• _STATED GOAL A_:
Rewrite the passage of the text on wartime neutrality between "For almost three" and "no chance whatever.", inclusive, with "wrong" changed to "mistaken".
• _STATED GOAL B_:
According to the text on wartime neutrality, what right does a ship's cargo of munitions give against that ship?

• _TEXT_:
☆ ☆ ☆ ☆
Germany tells us that if we had been neutral the war would have been over in two months. It would have been over, to the satisfaction of Germany and the Pacifists. As a matter of fact, we never did sell munitions to England and France. Certain manufacturers in America had powder and cannon to sell. They sold them to all who came. England could buy and France could buy and Germany could buy. We had the right to sell, but we were under no obligation to deliver what we sold. Germany could buy our munitions but whether she could ever get them home was a question between her and England, which was no concern of ours. And I, for one, am thankful that practically all the munitions that Germany ever received from the United States came by way of the English and French guns!

Munitions Buying.

Then, too, so long as nations war, which may be forever, it is best that a warring nation shall buy its munitions where it can. If this were not true, then every country must have its stores of powder and of guns; must take the time of its people from the peaceful walks of life, to prepare material for death; it means that the weak nations must build up armaments that shall be sufficient to defend against the strong; it means a greater number of soldiers rather than a less; more wars instead of fewer; more armed men and more armed camps; it must mean that every nation on earth must make Germany her guiding star, and that war shall be the trade of men. It is likewise true, that the fact that munitions are sent as cargo upon a Ship gives no more right for destruction of the ship than if it were loaded with cotton and with grain. It

gives the right of search and seizure, but nothing else. It • gives no right to destroy non-combatants, men, women and children. And all the clergymen and all the metaphysicians of Germany cannot maintain this right.

For almost three years, while the German machine of violence and murder was assaulting the world, the United States stood dumb and neutral as if she cared not who won. While we as a nation were neutral, I was one of millions who was never neutral; from the time Germany drew her sword 1 knew which side I was on. I did not need to think. I simply felt. The same impulse that would move me to rescuc a child in danger or a helpless human being struggling with the waves, drove me to feel with Belgium and France, and to hope that somehow the world would awaken and come to the rescue of these suffering ones. I was never neutral on anything. I have often been wrong but never neutral. And, in a grave question, if one takes sides, he has at least one chance out of two of being right, while if he remains neutral, he has no chance whatever.
☆ ☆ ☆ ☆
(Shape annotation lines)
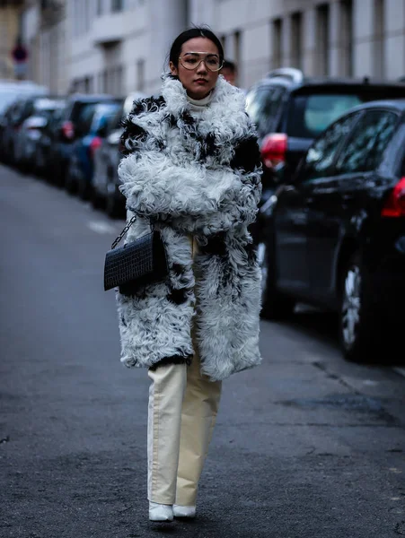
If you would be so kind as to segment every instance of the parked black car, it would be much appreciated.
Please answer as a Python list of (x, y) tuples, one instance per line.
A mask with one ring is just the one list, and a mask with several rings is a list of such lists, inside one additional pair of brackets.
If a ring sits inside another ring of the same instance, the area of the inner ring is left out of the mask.
[[(263, 196), (274, 194), (274, 169), (294, 173), (312, 142), (349, 108), (381, 99), (405, 99), (405, 84), (368, 78), (305, 77), (298, 69), (275, 69), (246, 95), (263, 161)], [(257, 227), (262, 230), (260, 223)], [(259, 233), (259, 230), (258, 230)]]
[(88, 118), (98, 103), (117, 102), (117, 98), (107, 94), (75, 93), (67, 98), (66, 106), (48, 133), (50, 138), (48, 173), (50, 179), (65, 186), (73, 143), (88, 133)]
[(405, 100), (343, 115), (267, 209), (263, 316), (339, 312), (346, 358), (373, 358), (405, 299)]
[(125, 197), (119, 191), (118, 168), (122, 154), (119, 151), (122, 119), (129, 113), (135, 100), (145, 97), (139, 91), (129, 93), (119, 109), (101, 133), (100, 147), (94, 152), (94, 175), (92, 202), (94, 208), (104, 207), (111, 218), (125, 215)]

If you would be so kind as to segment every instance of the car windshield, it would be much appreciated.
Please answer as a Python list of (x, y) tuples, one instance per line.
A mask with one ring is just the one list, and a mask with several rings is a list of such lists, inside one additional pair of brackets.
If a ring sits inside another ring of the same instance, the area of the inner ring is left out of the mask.
[(358, 91), (295, 94), (288, 111), (286, 134), (296, 138), (315, 138), (335, 119), (361, 103), (405, 98), (404, 88), (373, 87)]
[(0, 91), (0, 114), (18, 97), (20, 96), (15, 93), (15, 91)]

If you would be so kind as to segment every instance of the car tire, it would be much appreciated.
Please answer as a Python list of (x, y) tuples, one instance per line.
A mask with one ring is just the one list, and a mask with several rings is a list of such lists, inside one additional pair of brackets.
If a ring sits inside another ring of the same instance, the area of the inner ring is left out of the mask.
[(261, 269), (261, 312), (260, 316), (269, 321), (287, 319), (294, 313), (296, 301), (276, 289), (276, 267), (274, 259), (269, 256), (269, 246), (258, 245), (258, 259)]
[(90, 200), (92, 196), (92, 187), (83, 176), (77, 181), (77, 195), (84, 202)]
[(69, 193), (69, 195), (74, 195), (77, 191), (77, 182), (74, 175), (72, 165), (69, 165), (65, 177), (65, 189)]
[(105, 200), (105, 211), (110, 219), (118, 219), (122, 216), (122, 204), (117, 200), (114, 193), (108, 193)]
[(104, 206), (104, 197), (101, 196), (94, 187), (92, 187), (90, 199), (94, 209), (101, 209)]
[(369, 274), (357, 252), (341, 275), (339, 340), (347, 360), (371, 363), (379, 355), (383, 324), (373, 297)]

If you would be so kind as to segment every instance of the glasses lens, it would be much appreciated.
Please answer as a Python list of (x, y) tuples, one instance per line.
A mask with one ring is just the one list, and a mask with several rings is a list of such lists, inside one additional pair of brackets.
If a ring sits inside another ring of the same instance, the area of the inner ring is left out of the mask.
[(202, 61), (209, 71), (219, 71), (222, 65), (219, 61), (219, 56), (216, 54), (202, 55), (198, 52), (187, 52), (180, 56), (181, 65), (184, 69), (197, 69)]

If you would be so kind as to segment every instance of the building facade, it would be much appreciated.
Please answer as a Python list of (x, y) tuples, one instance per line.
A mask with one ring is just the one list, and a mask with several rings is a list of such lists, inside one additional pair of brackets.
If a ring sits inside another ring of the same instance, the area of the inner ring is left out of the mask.
[[(40, 12), (57, 1), (26, 0), (31, 20), (32, 4)], [(65, 3), (63, 19), (28, 31), (38, 48), (34, 80), (61, 92), (157, 91), (172, 40), (193, 24), (207, 24), (221, 38), (245, 88), (279, 66), (307, 75), (405, 75), (405, 0)]]
[(22, 0), (0, 0), (0, 79), (18, 77), (11, 53), (21, 34), (22, 4)]

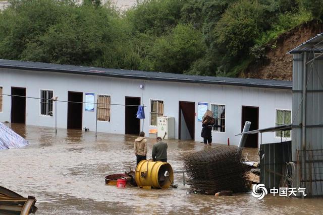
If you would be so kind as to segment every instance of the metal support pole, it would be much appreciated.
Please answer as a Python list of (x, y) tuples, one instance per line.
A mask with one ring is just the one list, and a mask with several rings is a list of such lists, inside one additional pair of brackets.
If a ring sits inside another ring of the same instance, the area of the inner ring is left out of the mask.
[(57, 134), (57, 102), (55, 101), (55, 134)]
[[(306, 170), (306, 84), (307, 80), (307, 66), (306, 66), (306, 60), (307, 60), (307, 52), (303, 52), (303, 108), (302, 110), (302, 150), (303, 150), (303, 157), (302, 162), (302, 167), (303, 171), (301, 171), (304, 174), (305, 180), (307, 180), (307, 178), (306, 176), (307, 175)], [(305, 188), (308, 188), (307, 183), (305, 182)]]
[[(142, 96), (141, 97), (142, 98), (142, 101), (141, 102), (141, 103), (142, 104), (142, 108), (143, 108), (143, 106), (145, 106), (145, 105), (143, 104), (143, 87), (142, 89)], [(143, 121), (144, 119), (142, 119), (142, 131), (143, 131)]]
[(97, 99), (96, 99), (96, 114), (95, 115), (95, 139), (96, 139), (97, 129)]
[(184, 171), (183, 171), (183, 185), (185, 186), (185, 175)]

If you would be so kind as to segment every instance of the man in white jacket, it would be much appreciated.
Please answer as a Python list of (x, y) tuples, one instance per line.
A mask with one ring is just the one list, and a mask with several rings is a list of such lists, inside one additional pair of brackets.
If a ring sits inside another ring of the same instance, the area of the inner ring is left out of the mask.
[(143, 160), (147, 160), (147, 140), (145, 138), (145, 132), (140, 132), (139, 137), (135, 139), (134, 144), (135, 155), (137, 157), (137, 165)]

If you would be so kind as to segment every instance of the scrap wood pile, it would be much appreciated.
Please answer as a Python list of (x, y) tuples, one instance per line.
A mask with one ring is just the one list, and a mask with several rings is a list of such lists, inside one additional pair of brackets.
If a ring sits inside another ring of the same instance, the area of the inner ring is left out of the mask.
[(216, 146), (185, 158), (191, 191), (214, 195), (223, 190), (247, 191), (248, 169), (241, 162), (241, 153), (237, 147)]
[(0, 214), (28, 215), (35, 213), (36, 198), (25, 198), (19, 194), (0, 186)]

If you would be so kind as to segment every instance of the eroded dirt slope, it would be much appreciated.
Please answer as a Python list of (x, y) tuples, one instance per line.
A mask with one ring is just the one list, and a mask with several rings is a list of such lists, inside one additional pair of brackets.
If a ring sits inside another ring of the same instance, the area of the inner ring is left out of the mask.
[[(240, 77), (279, 80), (292, 80), (293, 68), (291, 54), (287, 53), (317, 34), (322, 33), (323, 24), (316, 22), (304, 24), (282, 34), (276, 42), (275, 49), (268, 49), (265, 63), (252, 65)], [(274, 43), (275, 44), (275, 43)]]

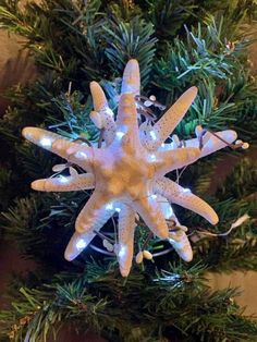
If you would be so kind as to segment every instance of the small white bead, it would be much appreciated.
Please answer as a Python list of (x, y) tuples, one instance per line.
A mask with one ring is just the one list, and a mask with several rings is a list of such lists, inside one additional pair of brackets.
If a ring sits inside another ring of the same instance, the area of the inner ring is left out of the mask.
[(102, 245), (107, 248), (108, 252), (113, 252), (114, 249), (114, 246), (106, 239), (102, 241)]
[(149, 251), (143, 251), (143, 256), (147, 260), (151, 260), (152, 259), (152, 254)]
[(156, 96), (155, 96), (155, 95), (151, 95), (151, 96), (149, 97), (149, 99), (150, 99), (151, 101), (156, 101)]
[(140, 264), (143, 261), (143, 252), (138, 252), (136, 255), (136, 264)]
[(249, 144), (248, 144), (248, 143), (244, 143), (244, 144), (242, 145), (242, 148), (243, 148), (243, 149), (249, 148)]

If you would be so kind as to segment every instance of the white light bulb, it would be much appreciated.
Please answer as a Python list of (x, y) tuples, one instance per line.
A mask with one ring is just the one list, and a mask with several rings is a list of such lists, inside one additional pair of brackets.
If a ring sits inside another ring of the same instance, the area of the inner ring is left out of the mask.
[(51, 147), (52, 146), (52, 141), (48, 137), (44, 137), (40, 139), (39, 143), (42, 147)]
[(113, 204), (109, 203), (108, 205), (106, 205), (106, 209), (107, 210), (112, 210), (113, 209)]
[(150, 155), (150, 160), (156, 161), (156, 155)]
[(157, 136), (156, 136), (156, 132), (155, 131), (150, 131), (149, 135), (152, 138), (152, 141), (157, 141)]
[(122, 245), (119, 251), (119, 258), (123, 258), (126, 254), (126, 246)]
[(83, 239), (78, 240), (78, 242), (76, 243), (76, 248), (81, 251), (81, 249), (84, 249), (85, 247), (86, 247), (86, 242)]
[(75, 156), (76, 156), (77, 158), (79, 158), (79, 159), (86, 159), (86, 158), (87, 158), (87, 155), (84, 154), (84, 152), (82, 152), (82, 151), (76, 152)]
[(66, 178), (66, 176), (64, 176), (64, 175), (60, 175), (60, 176), (58, 178), (58, 180), (59, 180), (59, 182), (60, 182), (60, 183), (62, 183), (62, 184), (64, 184), (64, 183), (68, 183), (68, 182), (69, 182), (68, 178)]
[(117, 137), (118, 137), (119, 139), (121, 139), (124, 135), (125, 135), (124, 132), (121, 132), (121, 131), (118, 131), (118, 132), (117, 132)]

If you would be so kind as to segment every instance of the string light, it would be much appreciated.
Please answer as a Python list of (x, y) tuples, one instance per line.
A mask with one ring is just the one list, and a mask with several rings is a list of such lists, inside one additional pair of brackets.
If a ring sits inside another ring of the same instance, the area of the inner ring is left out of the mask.
[(42, 147), (51, 147), (52, 146), (52, 141), (48, 137), (44, 137), (40, 139), (40, 145)]
[(84, 240), (78, 240), (78, 242), (76, 243), (76, 248), (77, 249), (84, 249), (86, 247), (86, 242)]

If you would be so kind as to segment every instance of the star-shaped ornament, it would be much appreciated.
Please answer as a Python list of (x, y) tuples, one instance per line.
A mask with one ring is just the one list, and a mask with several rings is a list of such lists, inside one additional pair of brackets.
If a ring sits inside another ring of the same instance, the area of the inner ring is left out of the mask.
[[(171, 204), (193, 210), (212, 224), (219, 219), (207, 203), (164, 175), (225, 147), (225, 142), (232, 143), (236, 138), (234, 131), (222, 131), (217, 132), (216, 136), (206, 133), (200, 147), (199, 136), (184, 144), (179, 144), (174, 137), (171, 144), (166, 144), (194, 101), (197, 88), (186, 90), (154, 125), (146, 125), (145, 122), (138, 125), (135, 98), (139, 96), (139, 88), (138, 63), (130, 60), (124, 70), (114, 120), (100, 85), (90, 83), (95, 108), (90, 118), (103, 132), (100, 148), (72, 142), (41, 129), (23, 130), (28, 141), (66, 159), (69, 164), (85, 170), (81, 174), (35, 181), (32, 183), (34, 190), (68, 192), (94, 188), (76, 219), (75, 233), (66, 247), (65, 258), (76, 258), (107, 220), (119, 212), (115, 253), (123, 277), (127, 277), (132, 266), (137, 215), (155, 235), (168, 239), (184, 260), (192, 260), (192, 247), (185, 230), (169, 230), (171, 219), (176, 227), (181, 227)], [(200, 135), (200, 131), (198, 127), (196, 135)]]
☆ ☆ ☆ ☆
• _TASK SOLUTION A_:
For almost three years, while the German machine of violence and murder was assaulting the world, the United States stood dumb and neutral as if she cared not who won. While we as a nation were neutral, I was one of millions who was never neutral; from the time Germany drew her sword 1 knew which side I was on. I did not need to think. I simply felt. The same impulse that would move me to rescuc a child in danger or a helpless human being struggling with the waves, drove me to feel with Belgium and France, and to hope that somehow the world would awaken and come to the rescue of these suffering ones. I was never neutral on anything. I have often been mistaken but never neutral. And, in a grave question, if one takes sides, he has at least one chance out of two of being right, while if he remains neutral, he has no chance whatever.

• _TASK SOLUTION B_:
The right of search and seizure, but nothing else.